Selected text >>

______

I didn’t start this project thinking I was building a full product.

At first, it was just a simple idea:
Replace physical menus with QR codes.

But once I started looking deeper into how restaurants actually operate, I realized something important:

A menu alone doesn’t solve the real problem.

The issue is the entire ordering flow.

The Shift: From “Menu” to “System”

Most QR menu tools stop at a very basic level:

You scan
You see a menu
That’s it

But restaurants don’t need a static menu on a phone.

They need a system that actually works.

So I built something beyond that.

https://pleasescanmenu.com//
What PleaseScanMenu Actually Does

This is not just a QR menu.

It’s a full ordering and management system.

Login and Dashboard

Restaurants have access to a dashboard where they can:

Manage menus in real-time
Monitor incoming orders
Control table configurations
Adjust system behavior

Without login, there is no real control layer. It becomes just a tool, not a product.

Real Ordering Flow

Customers don’t just browse.

They can:

View menu items
Select and customize orders
Send orders directly from their phone

On the restaurant side:

Orders arrive instantly
Each order is tied to a specific table
No manual input is needed
The Core Idea That Changed Everything

At some point, I stopped thinking in terms of users.

I started thinking in terms of tables.

Each table acts as:

A session
An identity
A source of events

This simplifies a lot:

No need for customer accounts
Orders are naturally grouped
State becomes easier to manage
Real-Time as a Requirement

One of the biggest lessons was this:

If it’s not real-time, it breaks the experience.

______

Stored data >>
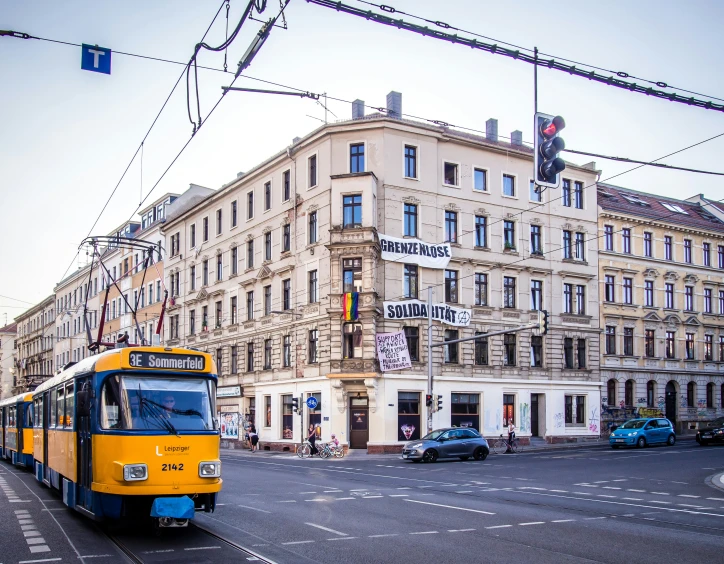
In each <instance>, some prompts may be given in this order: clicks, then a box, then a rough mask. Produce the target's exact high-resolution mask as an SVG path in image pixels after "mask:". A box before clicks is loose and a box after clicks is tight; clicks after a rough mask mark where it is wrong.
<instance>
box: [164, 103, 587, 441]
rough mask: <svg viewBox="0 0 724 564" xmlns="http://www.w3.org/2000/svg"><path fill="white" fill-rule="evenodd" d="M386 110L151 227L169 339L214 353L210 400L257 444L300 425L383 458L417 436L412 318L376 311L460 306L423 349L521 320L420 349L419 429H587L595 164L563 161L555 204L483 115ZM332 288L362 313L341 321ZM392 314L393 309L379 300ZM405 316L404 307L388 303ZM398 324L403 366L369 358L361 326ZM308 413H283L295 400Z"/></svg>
mask: <svg viewBox="0 0 724 564" xmlns="http://www.w3.org/2000/svg"><path fill="white" fill-rule="evenodd" d="M388 106H389V108H388V112H387V115H386V116H383V115H379V114H377V115H372V116H364V115H363V113H362V107H363V105H362V103H361V102H357V103H356V104H354V105H353V119H352V120H350V121H343V122H339V123H335V124H328V125H325V126H322V127H320V128H318V129H317V130H315V131H313V132H312V133H310V134H309V135H307V136H306V137H304V138H302V139H295V141H294V142H293V144H292V145H291V146H289V147H288V148H287V149H285V150H284V151H281V152H279V153H278V154H276V155H274V156H272V157H271V158H269V159H268V160H266V161H265V162H263V163H261V164H260V165H258V166H256V167H254V168H253V169H252V170H250V171H248V172H246V173H242V174H240V175H239V176H238V178H237V179H235V180H234V181H232V182H230V183H229V184H227V185H225V186H223V187H222V188H221V189H219V190H218V191H217V192H216V193H214V194H213V195H211V196H209V197H208V198H207V199H205V200H204V201H202V202H200V203H199V204H198V205H196V206H195V207H193V208H190V209H187V210H185V211H183V212H182V213H178V214H176V215H173V216H170V217H169V218H168V221H167V222H166V224H165V225H164V227H163V232H164V234H165V236H166V246H167V248H168V249H169V250H170V251H169V255H168V257H167V259H166V262H165V267H166V278H167V279H168V280H170V286H171V287H173V288H175V294H177V298H176V301H175V305H174V306H173V307H172V308H170V309H169V312H168V315H169V317H168V323H167V324H166V325H167V327H168V331H167V335H166V338H167V344H168V345H182V346H192V347H196V348H200V349H202V350H206V351H208V352H211V353H212V354H214V355H215V358H216V363H217V366H218V368H219V374H220V381H219V386H220V388H219V394H218V405H219V409H220V411H221V412H222V415H223V413H224V412H237V413H239V414H241V416H242V417H246V418H247V419H251V420H254V421H255V422H256V427H257V429H258V430H259V431H260V435H261V440H262V442H263V443H264V444H265V445H266V446H267V447H269V448H275V449H293V448H294V442H298V441H299V440H300V439H301V437H302V429H303V428H306V426H307V425H309V423H310V422H311V423H315V424H318V425H320V426H321V429H322V435H323V436H324V437H328V436H329V434H330V433H336V434H337V436H339V437H341V438H342V439H343V441H345V442H348V443H349V444H350V446H351V447H352V448H367V449H368V451H369V452H384V451H396V450H397V449H399V444H400V442H402V441H404V440H406V439H409V438H411V439H414V438H416V437H419V436H420V434H421V433H422V434H424V433H425V431H424V426H425V424H426V418H427V411H426V410H427V409H428V408H427V407H426V406H425V401H424V400H425V393H426V389H427V364H426V360H427V344H426V343H427V341H426V338H425V337H426V320H423V319H418V318H403V319H388V318H386V313H385V312H386V308H385V307H384V304H385V302H393V303H394V304H398V303H399V304H404V303H405V302H408V301H409V300H411V299H415V298H420V299H423V300H424V299H425V296H426V288H427V287H428V286H433V287H434V288H435V296H434V299H435V302H436V303H438V304H441V305H443V306H444V307H446V308H448V309H449V308H460V309H463V310H465V311H466V312H467V315H465V316H463V317H464V318H465V323H464V324H463V325H462V326H453V325H446V324H443V323H441V322H438V321H436V322H435V327H434V341H436V342H441V341H442V340H443V339H449V340H450V339H454V338H462V337H467V336H474V335H475V334H476V333H477V332H488V331H490V332H492V331H496V330H501V329H505V328H515V327H518V326H521V325H526V324H528V323H530V322H531V320H533V321H534V320H535V319H536V318H537V310H539V309H547V310H548V311H549V312H550V313H551V331H550V333H549V334H548V335H546V336H545V337H540V336H537V335H533V334H531V331H526V332H519V333H511V334H509V335H505V336H502V335H501V336H498V337H491V338H490V339H489V341H488V340H480V341H478V342H469V343H462V344H458V345H449V346H447V347H444V349H445V350H443V348H442V347H440V348H434V349H433V351H434V353H433V363H434V372H435V383H434V391H435V394H439V395H442V396H443V409H442V410H441V411H437V412H436V413H434V417H433V421H434V427H441V426H446V425H451V424H454V425H460V426H467V425H470V426H474V427H476V428H478V429H479V430H480V431H481V432H482V433H484V434H485V435H487V436H496V437H497V436H498V435H499V434H500V433H502V432H503V428H504V426H505V425H507V422H508V420H511V419H512V420H514V422H515V424H516V425H517V426H518V429H519V432H520V434H521V435H523V436H531V435H537V436H540V437H545V438H546V440H549V441H564V440H578V439H581V438H586V437H594V436H597V435H598V432H599V431H598V424H599V416H600V413H599V410H600V377H599V368H598V367H599V363H598V356H599V332H600V330H599V323H598V299H599V298H598V285H597V281H596V278H597V268H598V266H597V265H598V258H597V255H598V249H597V244H596V237H595V233H596V231H597V217H596V214H597V205H596V200H595V184H596V181H597V171H595V170H594V169H595V166H593V164H591V165H587V166H584V167H579V166H575V165H571V164H569V165H568V168H567V169H566V171H565V174H564V177H565V181H564V186H565V188H564V190H563V191H564V193H565V197H561V196H560V193H559V192H544V193H543V194H539V193H538V192H536V191H534V190H533V189H532V172H533V170H532V169H533V164H532V163H533V159H532V151H531V150H530V149H529V148H527V147H525V146H524V145H523V144H522V134H521V133H520V132H514V133H513V135H512V138H513V139H512V143H505V142H502V141H499V139H498V136H497V122H496V120H489V121H488V124H487V126H488V127H487V130H488V133H487V135H486V136H485V137H477V136H472V135H467V134H463V133H460V132H457V131H452V130H450V129H447V128H442V127H435V126H430V125H427V124H424V123H418V122H412V121H407V120H402V119H399V118H397V116H399V115H400V113H401V110H400V106H401V99H400V96H399V94H397V93H391V94H390V96H389V99H388ZM381 237H395V238H399V239H402V240H405V239H406V240H409V241H414V240H415V239H418V240H421V241H422V242H425V243H428V244H437V243H442V242H444V241H449V242H450V248H451V255H452V257H451V258H450V260H449V264H447V265H446V266H444V268H440V267H425V266H421V265H420V264H415V260H414V259H409V260H405V259H404V257H403V258H402V259H401V260H390V261H387V260H383V259H382V253H381V247H380V238H381ZM345 292H358V296H359V301H358V303H359V318H358V319H357V320H356V321H353V322H345V321H344V320H343V318H342V300H343V295H344V293H345ZM393 311H394V308H393ZM402 317H404V314H402ZM400 330H404V331H405V333H406V336H407V342H408V346H409V350H410V356H411V359H412V367H411V368H409V369H404V370H400V371H394V372H385V373H382V372H380V370H379V363H378V359H377V352H376V346H375V335H376V334H377V333H389V332H394V331H400ZM311 396H313V397H315V398H316V400H317V404H318V407H317V408H315V409H309V408H307V407H304V408H303V412H304V416H303V417H300V416H298V415H295V414H294V413H293V409H292V399H293V398H294V397H297V398H299V397H302V399H303V400H306V399H307V398H308V397H311Z"/></svg>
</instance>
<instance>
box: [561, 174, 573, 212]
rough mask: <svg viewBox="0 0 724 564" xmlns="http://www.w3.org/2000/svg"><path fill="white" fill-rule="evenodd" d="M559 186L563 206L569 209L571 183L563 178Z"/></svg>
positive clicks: (568, 180) (570, 181) (569, 205)
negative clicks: (560, 187)
mask: <svg viewBox="0 0 724 564" xmlns="http://www.w3.org/2000/svg"><path fill="white" fill-rule="evenodd" d="M561 184H562V186H561V198H562V199H563V205H564V206H566V207H567V208H570V207H571V181H570V180H568V179H566V178H564V179H563V181H562V183H561Z"/></svg>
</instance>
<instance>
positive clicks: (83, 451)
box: [75, 378, 93, 511]
mask: <svg viewBox="0 0 724 564" xmlns="http://www.w3.org/2000/svg"><path fill="white" fill-rule="evenodd" d="M75 384H76V386H75V389H76V392H77V396H76V403H75V405H76V425H77V433H76V437H77V441H78V445H77V450H76V452H77V453H78V485H79V486H80V488H78V493H77V496H78V497H77V500H76V501H77V504H78V505H80V506H81V507H84V508H85V509H87V510H89V511H92V510H93V503H92V502H93V492H92V491H91V482H92V480H93V475H92V458H91V444H92V436H91V415H90V414H91V405H92V401H91V399H90V394H91V391H90V389H91V383H90V379H89V378H83V379H78V380H76V383H75Z"/></svg>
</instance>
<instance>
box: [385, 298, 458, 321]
mask: <svg viewBox="0 0 724 564" xmlns="http://www.w3.org/2000/svg"><path fill="white" fill-rule="evenodd" d="M384 310H385V319H427V304H426V303H425V302H421V301H420V300H405V301H403V302H384ZM432 318H433V319H435V320H436V321H441V322H442V323H445V324H446V325H453V326H455V327H467V326H468V325H470V310H468V309H463V308H461V307H453V306H449V305H446V304H433V305H432Z"/></svg>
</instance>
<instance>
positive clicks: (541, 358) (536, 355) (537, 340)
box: [530, 335, 543, 368]
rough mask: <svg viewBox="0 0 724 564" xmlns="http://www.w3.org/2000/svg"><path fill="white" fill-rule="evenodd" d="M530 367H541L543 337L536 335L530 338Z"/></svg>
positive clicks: (542, 363)
mask: <svg viewBox="0 0 724 564" xmlns="http://www.w3.org/2000/svg"><path fill="white" fill-rule="evenodd" d="M530 365H531V366H532V367H533V368H540V367H541V366H543V337H540V336H538V335H533V336H531V338H530Z"/></svg>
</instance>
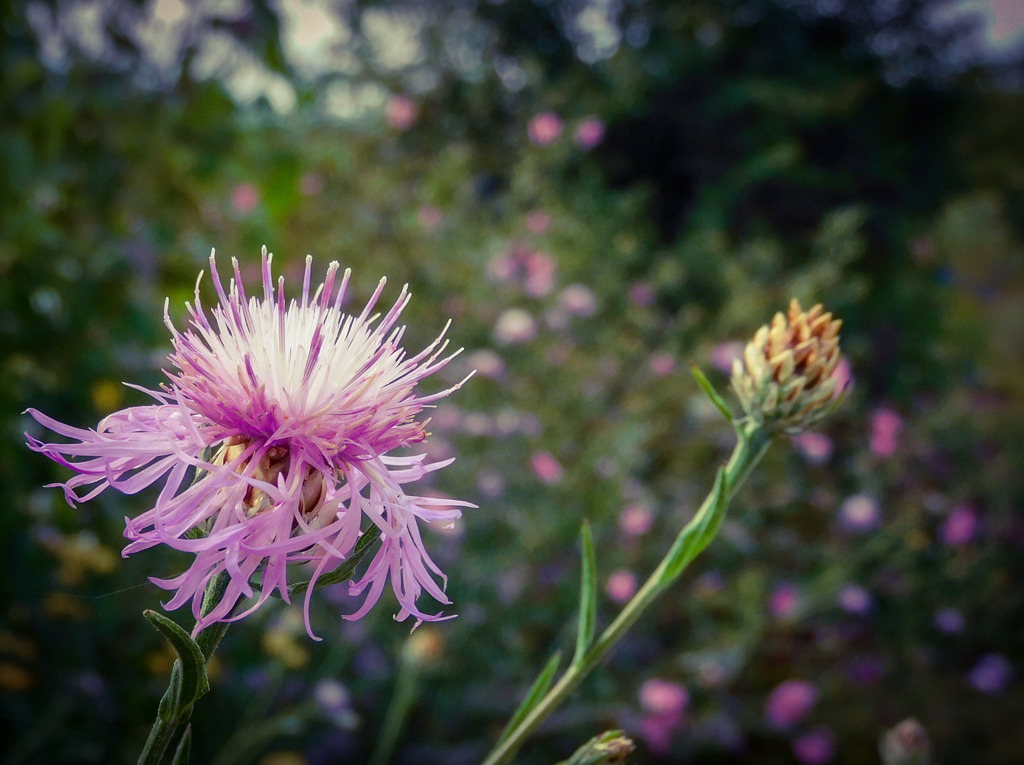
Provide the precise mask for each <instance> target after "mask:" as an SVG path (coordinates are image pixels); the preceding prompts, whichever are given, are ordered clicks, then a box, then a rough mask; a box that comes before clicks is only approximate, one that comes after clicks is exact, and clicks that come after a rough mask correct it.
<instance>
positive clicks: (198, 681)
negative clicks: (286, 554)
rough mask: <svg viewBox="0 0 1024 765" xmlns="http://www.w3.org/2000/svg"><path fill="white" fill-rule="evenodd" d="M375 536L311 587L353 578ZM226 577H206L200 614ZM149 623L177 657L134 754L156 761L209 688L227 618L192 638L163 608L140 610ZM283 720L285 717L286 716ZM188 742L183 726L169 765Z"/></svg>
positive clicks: (226, 584) (368, 539) (156, 763)
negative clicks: (172, 650)
mask: <svg viewBox="0 0 1024 765" xmlns="http://www.w3.org/2000/svg"><path fill="white" fill-rule="evenodd" d="M379 541H380V537H379V536H378V535H373V534H364V535H362V536H361V537H360V538H359V541H358V542H356V543H355V548H354V549H353V550H352V553H351V555H350V556H349V557H348V559H347V560H346V561H345V562H344V563H342V564H341V565H340V566H338V568H336V569H335V570H334V571H331V572H330V573H328V575H325V576H323V577H321V578H319V579H318V580H316V583H315V585H314V587H315V589H319V588H321V587H326V586H327V585H331V584H337V583H338V582H345V581H347V580H349V579H351V578H352V575H353V573H354V572H355V568H356V566H357V565H358V564H359V563H360V562H361V560H362V558H364V557H366V555H367V554H368V553H369V552H370V551H371V550H373V549H374V548H375V547H376V546H377V543H378V542H379ZM228 580H229V577H228V575H227V573H226V572H224V571H221V572H220V573H219V575H217V576H216V577H214V578H213V579H212V580H210V584H209V585H208V586H207V588H206V592H205V593H204V595H203V605H202V607H201V608H200V613H201V614H202V615H203V617H205V615H207V614H208V613H210V611H212V610H213V609H214V608H215V607H216V606H217V603H219V602H220V599H221V598H222V597H224V590H225V589H226V588H227V584H228ZM309 586H310V583H309V582H300V583H297V584H295V585H292V586H291V587H289V588H288V592H289V595H290V596H293V597H294V596H296V595H302V594H303V593H305V591H306V590H307V589H308V588H309ZM142 615H144V617H145V618H146V619H147V620H148V621H150V623H151V624H152V625H153V626H154V627H156V628H157V630H159V631H160V633H161V634H162V635H163V636H164V637H165V638H167V640H168V642H170V644H171V645H172V646H173V648H174V650H175V651H176V652H177V654H178V657H177V658H176V660H175V662H174V666H173V667H172V668H171V681H170V684H169V685H168V686H167V690H166V691H165V692H164V696H163V698H161V699H160V706H159V707H158V709H157V719H156V720H154V723H153V728H151V729H150V737H148V738H147V739H146V742H145V747H144V748H143V749H142V754H141V755H139V758H138V765H160V763H162V762H163V760H164V756H165V755H166V754H167V750H168V749H169V748H170V746H171V743H173V742H174V739H175V737H177V735H178V731H179V730H180V729H181V726H182V725H185V724H186V723H187V722H188V720H189V718H190V717H191V711H193V705H195V704H196V702H198V700H199V699H200V698H202V697H203V696H204V695H206V694H207V693H208V692H209V690H210V681H209V679H208V678H207V675H206V665H207V664H208V663H209V661H210V657H211V656H212V655H213V652H214V651H215V650H216V649H217V646H218V645H219V644H220V641H221V639H222V638H223V637H224V633H225V632H227V625H228V623H227V622H215V623H214V624H212V625H210V626H209V627H207V628H206V629H205V630H203V631H202V632H201V633H200V634H199V636H198V637H197V638H196V639H195V640H193V638H191V636H190V635H189V634H188V633H187V632H185V631H184V630H183V629H182V628H181V627H180V626H179V625H178V624H177V623H176V622H173V621H171V620H170V619H168V618H167V617H165V615H163V614H162V613H158V612H157V611H153V610H146V611H143V614H142ZM286 723H287V721H286ZM190 741H191V729H190V727H186V728H185V730H184V732H183V733H182V734H181V736H180V739H179V740H178V745H177V747H176V748H175V751H174V757H173V759H172V760H171V762H172V765H186V763H187V762H188V754H189V745H190Z"/></svg>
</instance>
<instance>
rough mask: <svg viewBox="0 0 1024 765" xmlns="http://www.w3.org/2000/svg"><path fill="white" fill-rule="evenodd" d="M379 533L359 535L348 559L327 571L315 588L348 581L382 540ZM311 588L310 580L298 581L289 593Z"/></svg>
mask: <svg viewBox="0 0 1024 765" xmlns="http://www.w3.org/2000/svg"><path fill="white" fill-rule="evenodd" d="M380 539H381V538H380V535H379V534H371V533H369V532H368V533H366V534H364V535H362V536H361V537H359V539H358V541H357V542H356V543H355V547H354V548H353V549H352V553H351V554H350V555H349V556H348V560H346V561H345V562H344V563H342V564H341V565H340V566H338V567H337V568H335V569H334V570H333V571H331V572H329V573H325V575H324V576H323V577H321V578H319V579H317V580H316V585H315V589H317V590H318V589H319V588H322V587H327V586H328V585H336V584H338V583H339V582H347V581H348V580H350V579H351V578H352V577H353V576H355V567H356V566H357V565H358V564H359V563H360V562H361V561H362V559H364V558H365V557H366V556H367V553H369V552H370V550H371V549H372V548H373V547H374V546H375V545H376V544H377V543H378V542H380ZM308 589H309V582H308V581H306V582H297V583H295V584H294V585H292V586H291V587H289V588H288V594H289V595H293V596H294V595H301V594H302V593H304V592H305V591H306V590H308Z"/></svg>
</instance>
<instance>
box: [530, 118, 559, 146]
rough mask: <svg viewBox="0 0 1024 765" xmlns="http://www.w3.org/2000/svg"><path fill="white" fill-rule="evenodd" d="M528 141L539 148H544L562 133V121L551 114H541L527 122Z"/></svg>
mask: <svg viewBox="0 0 1024 765" xmlns="http://www.w3.org/2000/svg"><path fill="white" fill-rule="evenodd" d="M527 132H528V134H529V139H530V140H531V141H532V142H534V143H536V144H537V145H539V146H546V145H548V144H549V143H551V142H553V141H554V140H555V139H557V138H558V136H559V135H561V133H562V121H561V118H559V117H558V115H556V114H554V113H553V112H543V113H542V114H539V115H538V116H537V117H535V118H534V119H532V120H530V121H529V127H528V129H527Z"/></svg>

______

Task set >>
- 1) Revise the restaurant ordering post, starting at "At first, it" and stopping after "the real problem.", so that "physical menus" is replaced with "printed menus".
- 2) Answer these questions using the restaurant ordering post.
(a) What simple idea did the project begin as?
(b) What three things does each table act as?
(c) What lesson is described as one of the biggest?
- 3) Carry on writing the restaurant ordering post from the point where it stops.
The items are separate material and are unrelated to the restaurant ordering post.

Outputs by task >>
- 1)
At first, it was just a simple idea:
Replace printed menus with QR codes.

But once I started looking deeper into how restaurants actually operate, I realized something important:

A menu alone doesn’t solve the real problem.

- 2)
(a) Replacing physical menus with QR codes.
(b) A session, an identity and a source of events.
(c) If it's not real-time, it breaks the experience.

- 3)
The system is designed so that:

Menu updates reflect immediately
Orders appear instantly
Notifications are delivered without delay

Otherwise, staff will revert to manual processes.

Why Login + Ordering Matters

Most QR menu tools miss one of these:

They either don’t have login
Or they don’t support real ordering

Without login:

No persistence
No control
No system

Without ordering:

No real value

Combining both turns it into a lightweight SaaS product for restaurants.

Tech Stack

This was built end-to-end as a personal product:

Next.js (App Router)
TypeScript
Prisma
PostgreSQL
Custom dashboard logic
QR code generation system
Real-time interaction layer

Deployment and DevOps were also handled from scratch.

What I Learned

Several things became clear during development:

Simple ideas often become complex in real-world execution
Reducing friction is more valuable than adding features
Identity doesn’t always require user accounts
Real-time systems significantly improve usability
Final Thought

What started as a simple idea:

Replace menus

Turned into something bigger:

Redesigning the ordering experience inside restaurants.